SHORT TASK: Please write out every one of the entries below word for word, changing nothing.

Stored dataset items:
- - -
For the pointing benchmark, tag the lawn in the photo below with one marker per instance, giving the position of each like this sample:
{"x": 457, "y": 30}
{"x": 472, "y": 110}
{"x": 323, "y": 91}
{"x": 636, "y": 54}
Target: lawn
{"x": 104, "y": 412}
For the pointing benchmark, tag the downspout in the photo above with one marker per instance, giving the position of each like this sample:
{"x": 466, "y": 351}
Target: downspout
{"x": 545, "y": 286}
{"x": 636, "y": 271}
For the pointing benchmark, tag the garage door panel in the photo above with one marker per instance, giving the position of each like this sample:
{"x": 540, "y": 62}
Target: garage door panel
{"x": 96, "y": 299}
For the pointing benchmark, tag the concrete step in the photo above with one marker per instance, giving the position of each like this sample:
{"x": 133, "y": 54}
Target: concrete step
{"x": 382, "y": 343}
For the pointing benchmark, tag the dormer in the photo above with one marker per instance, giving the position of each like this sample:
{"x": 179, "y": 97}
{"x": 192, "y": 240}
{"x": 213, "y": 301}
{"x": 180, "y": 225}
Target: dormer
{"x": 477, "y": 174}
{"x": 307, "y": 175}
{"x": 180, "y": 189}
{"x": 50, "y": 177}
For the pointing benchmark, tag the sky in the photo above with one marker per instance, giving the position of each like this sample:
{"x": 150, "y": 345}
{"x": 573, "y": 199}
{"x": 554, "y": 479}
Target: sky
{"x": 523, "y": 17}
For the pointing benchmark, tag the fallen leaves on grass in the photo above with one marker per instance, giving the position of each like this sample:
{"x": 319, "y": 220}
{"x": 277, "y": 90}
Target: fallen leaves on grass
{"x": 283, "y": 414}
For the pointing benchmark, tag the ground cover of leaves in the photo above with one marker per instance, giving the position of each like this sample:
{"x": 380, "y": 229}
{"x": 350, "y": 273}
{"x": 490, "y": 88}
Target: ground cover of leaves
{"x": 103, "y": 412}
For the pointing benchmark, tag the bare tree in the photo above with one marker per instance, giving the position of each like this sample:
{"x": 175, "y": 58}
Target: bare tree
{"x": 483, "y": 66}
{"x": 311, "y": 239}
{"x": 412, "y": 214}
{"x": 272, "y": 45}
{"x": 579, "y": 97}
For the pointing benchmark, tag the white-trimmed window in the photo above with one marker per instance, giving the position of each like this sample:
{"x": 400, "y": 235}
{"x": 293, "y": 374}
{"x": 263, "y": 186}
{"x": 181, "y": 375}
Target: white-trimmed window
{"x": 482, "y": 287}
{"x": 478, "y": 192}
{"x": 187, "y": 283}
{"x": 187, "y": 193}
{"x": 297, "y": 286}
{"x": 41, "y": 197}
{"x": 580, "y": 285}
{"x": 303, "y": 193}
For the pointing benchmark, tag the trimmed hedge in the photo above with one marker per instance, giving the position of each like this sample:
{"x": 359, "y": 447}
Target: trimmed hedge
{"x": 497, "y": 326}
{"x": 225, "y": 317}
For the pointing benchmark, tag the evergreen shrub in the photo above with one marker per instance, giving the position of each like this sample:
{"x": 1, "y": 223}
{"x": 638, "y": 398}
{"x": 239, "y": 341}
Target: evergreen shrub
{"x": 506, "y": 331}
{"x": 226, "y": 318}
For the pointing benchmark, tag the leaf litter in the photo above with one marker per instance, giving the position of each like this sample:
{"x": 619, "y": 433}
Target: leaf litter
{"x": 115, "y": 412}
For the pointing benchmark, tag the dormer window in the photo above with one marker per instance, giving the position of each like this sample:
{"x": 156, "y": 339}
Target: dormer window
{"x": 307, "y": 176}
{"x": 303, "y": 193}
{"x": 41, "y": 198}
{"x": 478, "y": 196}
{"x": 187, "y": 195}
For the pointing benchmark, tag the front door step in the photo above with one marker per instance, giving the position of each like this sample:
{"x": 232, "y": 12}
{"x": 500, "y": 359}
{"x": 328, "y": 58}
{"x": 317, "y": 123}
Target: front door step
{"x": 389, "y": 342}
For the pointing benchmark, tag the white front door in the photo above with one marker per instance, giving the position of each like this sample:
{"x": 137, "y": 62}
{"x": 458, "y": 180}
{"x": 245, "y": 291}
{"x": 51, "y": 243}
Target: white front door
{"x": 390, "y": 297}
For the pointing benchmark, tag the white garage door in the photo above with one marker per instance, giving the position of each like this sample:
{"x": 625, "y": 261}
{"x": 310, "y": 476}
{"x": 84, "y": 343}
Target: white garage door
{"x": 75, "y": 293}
- - -
FINISHED EXERCISE:
For the pointing benchmark, tag the lawn in the photo below with one marker per instance, giving the position of each like this sample:
{"x": 457, "y": 30}
{"x": 472, "y": 110}
{"x": 323, "y": 91}
{"x": 636, "y": 54}
Target: lawn
{"x": 104, "y": 412}
For the pointing benchmark, tag the downspout in the photo above with one marker per instance, giving the position of each like this sample:
{"x": 466, "y": 351}
Target: downspout
{"x": 545, "y": 286}
{"x": 636, "y": 271}
For the pointing benchmark, tag the garage door panel in the photo above with one marker per instance, giving the position of each like this sample:
{"x": 540, "y": 62}
Target: garage door panel
{"x": 96, "y": 299}
For the pointing benchmark, tag the concrete step in the photo above with one marker per instance, giving the position of each like this sample:
{"x": 133, "y": 54}
Target: concrete step
{"x": 382, "y": 343}
For the pointing benchmark, tag the dormer in the photo above with one marker per instance, giving the position of each like this sample:
{"x": 179, "y": 97}
{"x": 192, "y": 240}
{"x": 213, "y": 301}
{"x": 180, "y": 225}
Target: dormer
{"x": 477, "y": 174}
{"x": 307, "y": 175}
{"x": 180, "y": 189}
{"x": 50, "y": 177}
For the pointing benchmark, tag the sky in the photo above with one marker per instance, giving the position of each like this sample:
{"x": 150, "y": 345}
{"x": 573, "y": 199}
{"x": 554, "y": 479}
Target: sky
{"x": 523, "y": 17}
For the pointing benchmark, tag the fallen leaves on grass in the photo above with one marker per instance, giving the position of each like this sample:
{"x": 319, "y": 220}
{"x": 277, "y": 90}
Target: fallen leaves on grass
{"x": 283, "y": 414}
For the pointing benchmark, tag the ground cover of leaves in the photo above with one marker per instance, giving the position of each like this sample:
{"x": 380, "y": 229}
{"x": 350, "y": 273}
{"x": 490, "y": 88}
Target: ground cover of leaves
{"x": 103, "y": 412}
For the pointing benchmark, tag the bare tree in the photo above with one marker per instance, giving the position of each like this sample:
{"x": 175, "y": 58}
Target: bare tree
{"x": 483, "y": 66}
{"x": 311, "y": 239}
{"x": 412, "y": 214}
{"x": 272, "y": 45}
{"x": 579, "y": 97}
For the pointing benchmark, tag the white-trimmed window in the photo above with one marker per instance, giving the position of each like this sample:
{"x": 400, "y": 235}
{"x": 293, "y": 374}
{"x": 263, "y": 186}
{"x": 181, "y": 375}
Target: white-trimmed window
{"x": 482, "y": 287}
{"x": 478, "y": 192}
{"x": 187, "y": 283}
{"x": 187, "y": 193}
{"x": 297, "y": 286}
{"x": 41, "y": 197}
{"x": 580, "y": 285}
{"x": 303, "y": 193}
For the pointing benchmark, tag the trimmed hedge in the photo above with one marker per instance, giving the position of each like this sample:
{"x": 359, "y": 447}
Target: trimmed hedge
{"x": 497, "y": 326}
{"x": 225, "y": 317}
For the pointing benchmark, tag the evergreen shrub in the photo above with one marker per instance, giving the position of each like this sample:
{"x": 1, "y": 223}
{"x": 638, "y": 398}
{"x": 239, "y": 341}
Target: evergreen shrub
{"x": 506, "y": 331}
{"x": 226, "y": 318}
For the pointing benchmark, tag the leaf litter in the photo above with one marker per instance, giving the position of each like this sample:
{"x": 619, "y": 433}
Target: leaf litter
{"x": 115, "y": 412}
For the pointing benchmark, tag the dormer window in the photo above with one marker per instance, giving the position of each like this sample:
{"x": 156, "y": 339}
Target: dormer window
{"x": 307, "y": 176}
{"x": 303, "y": 193}
{"x": 41, "y": 198}
{"x": 478, "y": 196}
{"x": 187, "y": 195}
For the pointing benchmark, tag the front door step in the photo above with one marker per instance, giving the position of each like this sample:
{"x": 232, "y": 12}
{"x": 500, "y": 359}
{"x": 328, "y": 58}
{"x": 317, "y": 123}
Target: front door step
{"x": 389, "y": 342}
For the pointing benchmark, tag the white front door in the photo above with one marker per instance, giving the position of each like this sample:
{"x": 137, "y": 62}
{"x": 458, "y": 180}
{"x": 245, "y": 291}
{"x": 51, "y": 243}
Target: white front door
{"x": 390, "y": 297}
For the pointing benchmark, tag the white garage door in the photo above with one marker per instance, giving the position of each like this sample:
{"x": 625, "y": 261}
{"x": 310, "y": 476}
{"x": 84, "y": 343}
Target: white garage door
{"x": 75, "y": 293}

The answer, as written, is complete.